Start

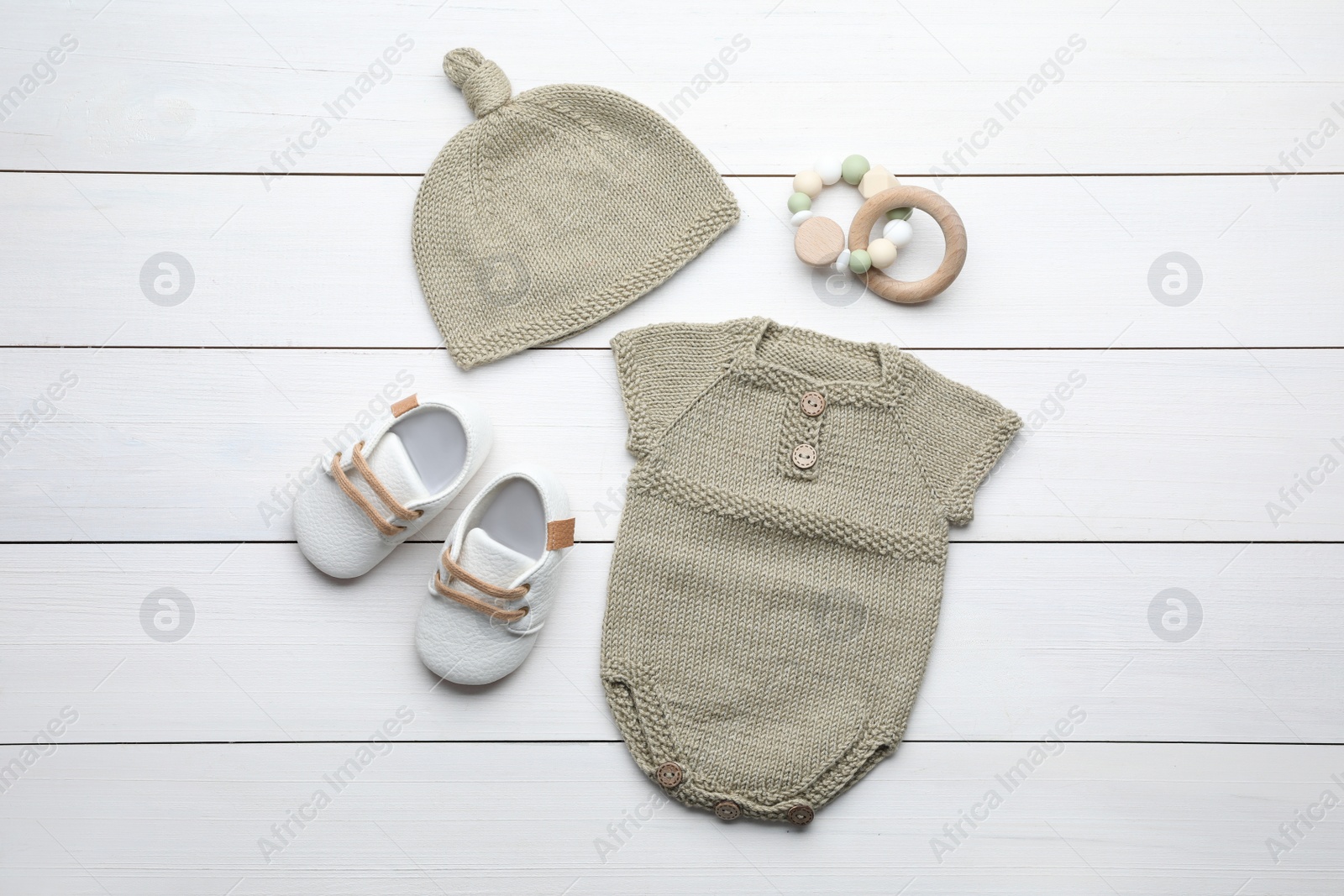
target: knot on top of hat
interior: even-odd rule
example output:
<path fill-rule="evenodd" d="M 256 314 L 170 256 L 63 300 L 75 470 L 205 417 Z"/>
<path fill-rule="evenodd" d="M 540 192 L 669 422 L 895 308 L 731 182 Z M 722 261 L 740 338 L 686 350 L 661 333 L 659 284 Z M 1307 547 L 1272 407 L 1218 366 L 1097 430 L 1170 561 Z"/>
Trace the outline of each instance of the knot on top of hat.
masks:
<path fill-rule="evenodd" d="M 495 111 L 513 95 L 513 87 L 500 67 L 472 47 L 460 47 L 444 56 L 444 74 L 461 87 L 466 105 L 477 118 Z"/>

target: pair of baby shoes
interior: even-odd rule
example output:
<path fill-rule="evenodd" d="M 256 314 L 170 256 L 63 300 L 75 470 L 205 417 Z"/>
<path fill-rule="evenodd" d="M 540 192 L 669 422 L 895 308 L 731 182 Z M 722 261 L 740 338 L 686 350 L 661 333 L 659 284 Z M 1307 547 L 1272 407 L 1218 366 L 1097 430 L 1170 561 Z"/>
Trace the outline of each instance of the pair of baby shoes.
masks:
<path fill-rule="evenodd" d="M 304 556 L 352 579 L 438 516 L 491 450 L 489 419 L 465 402 L 392 404 L 392 419 L 325 458 L 294 501 Z M 488 684 L 532 650 L 555 600 L 555 570 L 574 544 L 569 497 L 526 466 L 495 477 L 457 519 L 415 625 L 421 660 L 458 684 Z"/>

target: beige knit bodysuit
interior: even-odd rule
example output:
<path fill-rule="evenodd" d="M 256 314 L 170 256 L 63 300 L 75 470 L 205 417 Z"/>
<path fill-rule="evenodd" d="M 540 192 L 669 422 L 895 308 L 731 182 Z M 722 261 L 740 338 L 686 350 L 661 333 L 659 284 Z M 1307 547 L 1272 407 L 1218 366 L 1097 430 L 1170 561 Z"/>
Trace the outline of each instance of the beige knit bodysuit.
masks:
<path fill-rule="evenodd" d="M 806 823 L 900 742 L 948 525 L 970 521 L 1021 420 L 891 345 L 763 318 L 612 347 L 638 463 L 607 703 L 676 799 Z"/>

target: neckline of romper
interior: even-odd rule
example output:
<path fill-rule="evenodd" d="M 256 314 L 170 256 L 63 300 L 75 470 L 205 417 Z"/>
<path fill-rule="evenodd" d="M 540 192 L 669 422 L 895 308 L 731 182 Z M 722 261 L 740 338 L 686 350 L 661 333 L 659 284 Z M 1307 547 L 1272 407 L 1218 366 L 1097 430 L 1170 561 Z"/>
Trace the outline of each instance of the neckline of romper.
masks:
<path fill-rule="evenodd" d="M 856 343 L 836 339 L 825 333 L 777 324 L 765 317 L 751 318 L 750 332 L 742 347 L 728 364 L 728 371 L 757 386 L 763 386 L 793 396 L 817 391 L 825 395 L 828 403 L 857 404 L 868 407 L 895 407 L 899 404 L 903 384 L 906 356 L 895 345 L 884 343 Z M 828 377 L 809 373 L 788 364 L 767 360 L 761 356 L 762 344 L 780 340 L 797 349 L 804 349 L 821 361 L 856 361 L 868 355 L 870 363 L 878 369 L 875 379 Z"/>

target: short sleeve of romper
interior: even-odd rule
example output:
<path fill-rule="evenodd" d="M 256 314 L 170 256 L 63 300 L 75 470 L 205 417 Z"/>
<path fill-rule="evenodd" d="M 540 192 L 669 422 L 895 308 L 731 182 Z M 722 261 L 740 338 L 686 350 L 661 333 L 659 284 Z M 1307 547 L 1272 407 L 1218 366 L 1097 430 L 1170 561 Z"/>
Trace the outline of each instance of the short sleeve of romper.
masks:
<path fill-rule="evenodd" d="M 1021 427 L 986 395 L 906 356 L 906 433 L 948 523 L 966 525 L 976 490 Z"/>
<path fill-rule="evenodd" d="M 948 527 L 1020 420 L 895 347 L 763 318 L 612 347 L 638 461 L 602 623 L 613 716 L 680 802 L 804 823 L 899 744 Z"/>
<path fill-rule="evenodd" d="M 676 418 L 718 379 L 749 328 L 653 324 L 612 340 L 621 400 L 630 420 L 626 447 L 644 458 Z"/>

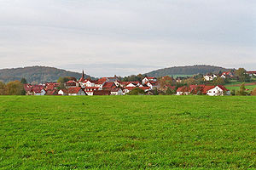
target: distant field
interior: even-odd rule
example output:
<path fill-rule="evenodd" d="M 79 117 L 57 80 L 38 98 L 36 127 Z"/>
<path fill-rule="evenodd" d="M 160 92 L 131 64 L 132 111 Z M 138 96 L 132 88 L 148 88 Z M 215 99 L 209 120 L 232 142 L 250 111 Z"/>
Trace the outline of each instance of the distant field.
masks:
<path fill-rule="evenodd" d="M 1 96 L 0 169 L 255 169 L 253 96 Z"/>
<path fill-rule="evenodd" d="M 176 77 L 187 77 L 187 76 L 192 76 L 193 75 L 169 75 L 169 76 L 173 76 L 173 78 Z"/>
<path fill-rule="evenodd" d="M 229 90 L 232 90 L 232 89 L 239 90 L 241 83 L 242 83 L 241 82 L 231 82 L 230 83 L 225 84 L 224 86 Z M 256 88 L 256 82 L 246 82 L 245 88 L 249 91 L 253 90 Z"/>
<path fill-rule="evenodd" d="M 239 86 L 225 86 L 226 88 L 228 88 L 229 90 L 239 90 L 240 87 Z M 253 90 L 256 88 L 256 85 L 253 85 L 253 86 L 245 86 L 245 88 L 247 89 L 249 89 L 250 91 Z"/>

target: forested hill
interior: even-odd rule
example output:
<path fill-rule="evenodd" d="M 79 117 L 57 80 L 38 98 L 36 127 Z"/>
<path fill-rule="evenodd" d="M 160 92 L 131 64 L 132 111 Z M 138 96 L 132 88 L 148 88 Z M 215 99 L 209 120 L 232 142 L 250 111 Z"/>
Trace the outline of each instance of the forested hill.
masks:
<path fill-rule="evenodd" d="M 227 71 L 228 69 L 212 66 L 212 65 L 188 65 L 188 66 L 174 66 L 170 68 L 160 69 L 146 73 L 149 76 L 164 76 L 167 75 L 194 75 L 194 74 L 207 74 L 218 73 L 220 71 Z"/>
<path fill-rule="evenodd" d="M 8 82 L 26 78 L 28 82 L 56 82 L 60 76 L 81 77 L 81 73 L 46 66 L 29 66 L 24 68 L 0 70 L 0 81 Z M 85 77 L 88 77 L 86 75 Z"/>

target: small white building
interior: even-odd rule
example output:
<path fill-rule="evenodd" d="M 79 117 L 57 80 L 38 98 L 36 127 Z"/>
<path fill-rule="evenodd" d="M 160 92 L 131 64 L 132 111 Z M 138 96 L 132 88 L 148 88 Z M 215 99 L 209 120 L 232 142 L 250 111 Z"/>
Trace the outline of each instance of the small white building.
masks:
<path fill-rule="evenodd" d="M 45 95 L 46 91 L 44 88 L 33 88 L 32 89 L 34 95 Z"/>
<path fill-rule="evenodd" d="M 209 96 L 223 96 L 230 95 L 230 91 L 225 88 L 224 86 L 215 86 L 213 88 L 207 91 L 207 94 Z"/>
<path fill-rule="evenodd" d="M 146 84 L 148 82 L 157 82 L 157 79 L 154 76 L 146 76 L 142 81 L 143 84 Z"/>
<path fill-rule="evenodd" d="M 204 76 L 204 80 L 205 81 L 212 81 L 213 80 L 213 76 L 212 76 L 212 75 Z"/>
<path fill-rule="evenodd" d="M 110 95 L 124 95 L 121 88 L 115 88 L 110 91 Z"/>

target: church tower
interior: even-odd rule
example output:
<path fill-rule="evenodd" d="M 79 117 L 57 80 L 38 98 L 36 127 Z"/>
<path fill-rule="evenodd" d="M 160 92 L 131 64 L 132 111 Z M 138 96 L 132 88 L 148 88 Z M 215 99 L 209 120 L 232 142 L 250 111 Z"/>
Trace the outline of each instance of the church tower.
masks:
<path fill-rule="evenodd" d="M 82 77 L 80 78 L 79 82 L 84 82 L 85 79 L 84 79 L 84 70 L 83 70 L 83 72 L 82 72 Z"/>

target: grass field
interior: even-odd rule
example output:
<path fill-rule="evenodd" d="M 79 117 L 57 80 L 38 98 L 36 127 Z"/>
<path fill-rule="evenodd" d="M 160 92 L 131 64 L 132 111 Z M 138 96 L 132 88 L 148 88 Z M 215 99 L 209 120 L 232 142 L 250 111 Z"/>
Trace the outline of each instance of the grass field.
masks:
<path fill-rule="evenodd" d="M 239 90 L 240 86 L 241 85 L 241 82 L 230 82 L 230 83 L 225 84 L 225 88 L 229 90 Z M 246 82 L 245 88 L 249 90 L 249 92 L 253 91 L 256 88 L 256 82 Z"/>
<path fill-rule="evenodd" d="M 253 96 L 1 96 L 1 169 L 255 169 Z"/>

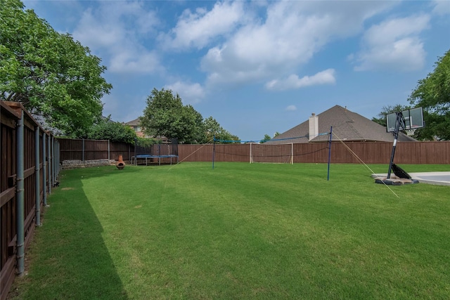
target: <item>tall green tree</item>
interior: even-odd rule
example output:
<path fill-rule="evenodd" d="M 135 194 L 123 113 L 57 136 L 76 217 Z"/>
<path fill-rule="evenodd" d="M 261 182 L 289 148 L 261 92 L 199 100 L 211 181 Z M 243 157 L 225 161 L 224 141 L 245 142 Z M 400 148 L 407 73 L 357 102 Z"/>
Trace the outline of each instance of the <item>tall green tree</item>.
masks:
<path fill-rule="evenodd" d="M 239 138 L 237 136 L 231 134 L 230 132 L 224 129 L 220 124 L 212 117 L 210 117 L 203 120 L 204 128 L 206 133 L 205 143 L 211 143 L 213 138 L 220 141 L 226 141 L 226 142 L 219 142 L 219 143 L 239 143 Z M 236 142 L 232 142 L 236 141 Z"/>
<path fill-rule="evenodd" d="M 178 94 L 169 89 L 153 89 L 141 125 L 148 136 L 178 138 L 179 143 L 198 143 L 204 138 L 202 117 L 192 105 L 184 105 Z"/>
<path fill-rule="evenodd" d="M 438 58 L 433 72 L 418 81 L 409 101 L 423 108 L 425 127 L 418 131 L 420 139 L 450 140 L 450 50 Z"/>
<path fill-rule="evenodd" d="M 0 98 L 21 103 L 46 126 L 79 136 L 101 117 L 112 86 L 88 48 L 56 32 L 19 0 L 0 6 Z"/>
<path fill-rule="evenodd" d="M 110 140 L 112 142 L 134 144 L 136 136 L 133 129 L 121 123 L 112 122 L 108 117 L 106 119 L 102 118 L 84 137 L 94 140 Z"/>

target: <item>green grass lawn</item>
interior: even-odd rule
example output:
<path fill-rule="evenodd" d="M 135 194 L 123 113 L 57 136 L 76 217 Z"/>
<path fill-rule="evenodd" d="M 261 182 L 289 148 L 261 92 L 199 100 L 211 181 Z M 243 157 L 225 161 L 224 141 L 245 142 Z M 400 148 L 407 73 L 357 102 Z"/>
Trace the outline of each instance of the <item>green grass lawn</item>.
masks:
<path fill-rule="evenodd" d="M 63 171 L 11 298 L 449 299 L 449 195 L 360 164 Z"/>

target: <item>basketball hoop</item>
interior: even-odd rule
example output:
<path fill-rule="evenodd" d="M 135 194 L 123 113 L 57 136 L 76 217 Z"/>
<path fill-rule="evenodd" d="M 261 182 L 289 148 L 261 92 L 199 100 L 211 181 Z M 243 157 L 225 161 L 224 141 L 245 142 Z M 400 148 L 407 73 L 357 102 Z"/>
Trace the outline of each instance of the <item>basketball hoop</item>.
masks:
<path fill-rule="evenodd" d="M 411 129 L 405 130 L 405 132 L 406 133 L 406 136 L 413 136 L 414 135 L 414 133 L 416 133 L 416 129 L 417 129 L 417 128 L 411 128 Z"/>

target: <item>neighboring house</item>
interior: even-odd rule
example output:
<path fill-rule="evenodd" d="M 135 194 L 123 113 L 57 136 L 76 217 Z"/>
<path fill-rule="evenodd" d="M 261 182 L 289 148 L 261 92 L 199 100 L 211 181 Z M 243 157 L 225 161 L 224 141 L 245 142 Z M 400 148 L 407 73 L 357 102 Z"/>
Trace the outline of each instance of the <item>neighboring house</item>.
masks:
<path fill-rule="evenodd" d="M 313 113 L 309 120 L 293 127 L 265 143 L 284 144 L 299 143 L 321 143 L 328 141 L 327 133 L 333 126 L 333 140 L 358 142 L 392 142 L 392 133 L 386 127 L 347 107 L 335 105 L 319 115 Z M 325 134 L 324 134 L 325 133 Z M 281 140 L 281 141 L 276 141 Z M 416 141 L 400 132 L 399 141 Z"/>

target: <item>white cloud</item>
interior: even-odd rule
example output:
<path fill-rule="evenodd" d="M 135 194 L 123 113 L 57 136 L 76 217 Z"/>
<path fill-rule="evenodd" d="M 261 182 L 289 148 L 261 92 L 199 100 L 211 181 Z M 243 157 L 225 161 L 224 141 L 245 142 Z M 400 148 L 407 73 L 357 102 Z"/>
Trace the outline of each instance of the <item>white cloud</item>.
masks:
<path fill-rule="evenodd" d="M 165 46 L 174 48 L 203 48 L 217 36 L 232 32 L 245 19 L 243 2 L 217 2 L 212 9 L 186 10 L 169 35 L 161 39 Z M 174 37 L 171 37 L 174 36 Z"/>
<path fill-rule="evenodd" d="M 85 11 L 73 32 L 82 44 L 95 48 L 109 60 L 108 70 L 117 73 L 148 73 L 162 70 L 158 55 L 148 50 L 143 41 L 155 34 L 156 14 L 139 2 L 101 2 Z M 105 59 L 106 58 L 106 59 Z"/>
<path fill-rule="evenodd" d="M 269 2 L 265 19 L 255 18 L 243 25 L 202 58 L 207 86 L 286 77 L 330 41 L 361 32 L 365 20 L 391 5 L 378 1 Z"/>
<path fill-rule="evenodd" d="M 174 93 L 178 93 L 184 104 L 194 104 L 200 102 L 205 98 L 205 89 L 198 83 L 188 84 L 176 81 L 165 86 L 166 89 L 172 90 Z"/>
<path fill-rule="evenodd" d="M 433 13 L 437 15 L 450 15 L 450 1 L 449 0 L 435 0 L 432 1 L 435 8 Z"/>
<path fill-rule="evenodd" d="M 335 72 L 334 69 L 327 69 L 313 76 L 304 76 L 302 78 L 292 74 L 284 80 L 275 79 L 267 82 L 266 89 L 284 91 L 319 84 L 334 84 L 336 83 Z"/>
<path fill-rule="evenodd" d="M 422 68 L 426 53 L 419 34 L 429 26 L 430 16 L 423 15 L 382 22 L 369 28 L 363 37 L 363 50 L 350 56 L 356 71 Z"/>

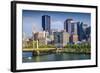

End

| EXERCISE DETAILS |
Express the entries from the line with "target: church tower" to the line with "1 169 L 255" as a two-column CSV with the headers entry and answer, one row per entry. Put each entry's text and its answer in a single quoted field apiece, replacing line breaks with spaces.

| ANSWER TO THE PROBLEM |
entry,answer
"target: church tower interior: even-odd rule example output: <path fill-rule=""evenodd"" d=""M 79 117 L 57 80 L 38 98 L 36 127 Z""/> <path fill-rule=""evenodd"" d=""M 160 92 L 131 64 L 132 111 Z M 138 96 L 132 88 L 148 88 Z M 215 99 L 209 120 L 232 142 L 250 111 Z""/> Trace the outline of each instance of the church tower. masks:","<path fill-rule=""evenodd"" d=""M 82 77 L 80 78 L 79 82 L 84 82 L 85 79 L 84 79 L 84 70 L 83 70 L 83 72 L 82 72 Z""/>"
"target: grass field interior: even-odd rule example output: <path fill-rule=""evenodd"" d=""M 79 117 L 57 80 L 38 98 L 36 127 Z""/> <path fill-rule=""evenodd"" d=""M 160 92 L 131 64 L 132 111 Z M 138 96 L 132 88 L 148 88 Z M 215 99 L 209 120 L 232 142 L 250 111 Z""/> Trace the outline of each instance of the grass field. masks:","<path fill-rule=""evenodd"" d=""M 239 90 L 240 86 L 241 85 L 241 82 L 230 82 L 230 83 L 225 84 L 225 88 L 229 90 Z M 246 82 L 245 88 L 249 90 L 249 92 L 253 91 L 256 88 L 256 82 Z""/> <path fill-rule=""evenodd"" d=""M 253 96 L 1 96 L 1 169 L 255 169 Z""/>"